● Problems to work on
A – Translate this sentence from the vaccine storage guidance into Spanish: "Do not allow the vaccine to remain in a nonfunctioning unit."
B – Reproduce the passage of the vaccine storage guidance starting at "Impact of Power" and ending at "sensitive to elevated temperatures.".

● Supplied text
== Segment start ==

North Carolina Immunization Program (NCIP) Requirements

Storage and Handling

***Please call the NCIP at 877-873-6247 to report any out of range temperatures***

Impact of Power Outages on Vaccine Storage

In areas where vaccine supplies are affected by temporary power outages, this guidance may be helpful:

  • Take immediate action to correct improper vaccine storage conditions, including inappropriate exposure to light and inappropriate exposure to storage temperatures outside the recommended ranges. Isolate the affected vaccine, mark them "DO NOT USE", and store under appropriate conditions in a properly functioning vaccine storage unit. Do not allow the vaccine to remain in a nonfunctioning unit. Document actions taken on the temperature log. Call the NCIP at 877-873-6247 to report any out of range temperatures.
  • Most refrigerated vaccines are relatively stable at room temperature for limited periods of time. The vaccines of most concern are MMR and Varivax, which are sensitive to elevated temperatures.
  • Monitor temperatures; don't discard; don't administer affected vaccines until you have discussed with North Carolina Immunization Program.

If the power outage is on-going:

  1. Continue to monitor temperatures if possible. Do not open units to check temperatures during the power outage. Instead, record the temperature as soon as possible after the power is restored, and the duration of the outage. This will provide data on the maximum temperature and maximum duration of exposures to elevated temperatures.

== Segment end ==

● Information given

== Segment start ==

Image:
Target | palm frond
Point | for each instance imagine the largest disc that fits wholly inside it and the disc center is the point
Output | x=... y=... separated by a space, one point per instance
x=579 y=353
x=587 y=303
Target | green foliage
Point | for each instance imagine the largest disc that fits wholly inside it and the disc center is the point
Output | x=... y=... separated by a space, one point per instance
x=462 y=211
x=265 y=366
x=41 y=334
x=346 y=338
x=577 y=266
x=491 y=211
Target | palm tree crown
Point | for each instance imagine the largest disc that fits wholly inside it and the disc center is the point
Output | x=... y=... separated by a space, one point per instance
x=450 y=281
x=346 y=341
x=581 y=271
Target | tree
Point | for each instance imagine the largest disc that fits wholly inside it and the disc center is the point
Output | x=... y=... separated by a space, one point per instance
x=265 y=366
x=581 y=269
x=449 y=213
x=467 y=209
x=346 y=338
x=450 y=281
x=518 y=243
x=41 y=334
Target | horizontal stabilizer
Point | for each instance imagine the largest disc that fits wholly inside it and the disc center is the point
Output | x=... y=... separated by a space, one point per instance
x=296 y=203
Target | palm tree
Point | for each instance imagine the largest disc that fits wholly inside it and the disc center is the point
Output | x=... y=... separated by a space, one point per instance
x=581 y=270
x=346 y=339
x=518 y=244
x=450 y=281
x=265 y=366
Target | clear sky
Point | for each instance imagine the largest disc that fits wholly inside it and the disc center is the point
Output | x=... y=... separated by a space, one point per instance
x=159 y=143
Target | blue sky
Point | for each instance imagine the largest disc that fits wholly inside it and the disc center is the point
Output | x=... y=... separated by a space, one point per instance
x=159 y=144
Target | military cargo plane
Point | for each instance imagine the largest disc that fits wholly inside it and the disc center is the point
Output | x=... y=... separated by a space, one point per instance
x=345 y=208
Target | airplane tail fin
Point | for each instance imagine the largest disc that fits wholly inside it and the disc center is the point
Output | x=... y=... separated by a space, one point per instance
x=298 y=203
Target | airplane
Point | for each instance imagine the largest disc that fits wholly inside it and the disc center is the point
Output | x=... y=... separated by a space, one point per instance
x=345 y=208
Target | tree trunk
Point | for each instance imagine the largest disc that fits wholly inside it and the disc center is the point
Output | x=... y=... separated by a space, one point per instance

== Segment end ==

● Solutions for each task
A – No permita que la vacuna permanezca en una unidad que no funcione.

B –
Impact of Power Outages on Vaccine Storage

In areas where vaccine supplies are affected by temporary power outages, this guidance may be helpful:

  • Take immediate action to correct improper vaccine storage conditions, including inappropriate exposure to light and inappropriate exposure to storage temperatures outside the recommended ranges. Isolate the affected vaccine, mark them "DO NOT USE", and store under appropriate conditions in a properly functioning vaccine storage unit. Do not allow the vaccine to remain in a nonfunctioning unit. Document actions taken on the temperature log. Call the NCIP at 877-873-6247 to report any out of range temperatures.
  • Most refrigerated vaccines are relatively stable at room temperature for limited periods of time. The vaccines of most concern are MMR and Varivax, which are sensitive to elevated temperatures.